Excerpted passage =>
______________________________

If her diminutive size and dark hair cut in a bob, reminds you of Caron, her dancing has benefitted from the years of experience. Wheeldon, taking advantage of her size, seldom lets Cope’s feet touch the ground. And she is so graceful when being lifted, spun around and passed around in the arms of male dancers that her movements look effortless. Unfortunately, the close ups on Fairchild reveal sweat dripping from his body which is slightly off-putting in the romantic scenes.

If there is a lack of chemistry between Cope and Fairchild when they act, when they dance – in particular, when Fairchild’s Jerry, infiltrates the big ballet number at the end as Lise’s dream partner – they look like they were made for one another.

In this dance-heavy show, dance talent comes before voice talent, and while Cope does not ruin the pleasure of ‘The Man I Love’ she does not really do it justice. Fairchild also gets by. Zoe Rainey as Milo Davenport does very little dancing, but belts out her songs nicely and the Baurel parents do not sing at all.

______________________________

Tasks to perform =>
a - In the review excerpt, who plays Milo Davenport?
b - Translate this sentence from the review excerpt into Spanish: "Wheeldon, taking advantage of her size, seldom lets Cope’s feet touch the ground."

Data =>
______________________________

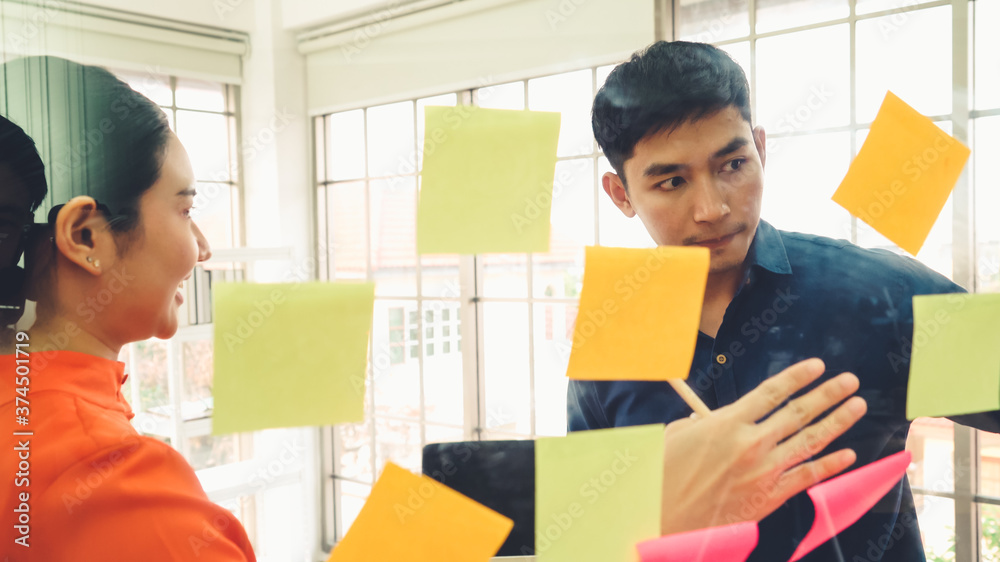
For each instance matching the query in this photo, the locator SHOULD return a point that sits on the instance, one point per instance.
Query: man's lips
(714, 242)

______________________________

Solution set =>
a - Zoe Rainey plays Milo Davenport.

b - Wheeldon, aprovechando su tamaño, rara vez deja que los pies de Cope toquen el suelo.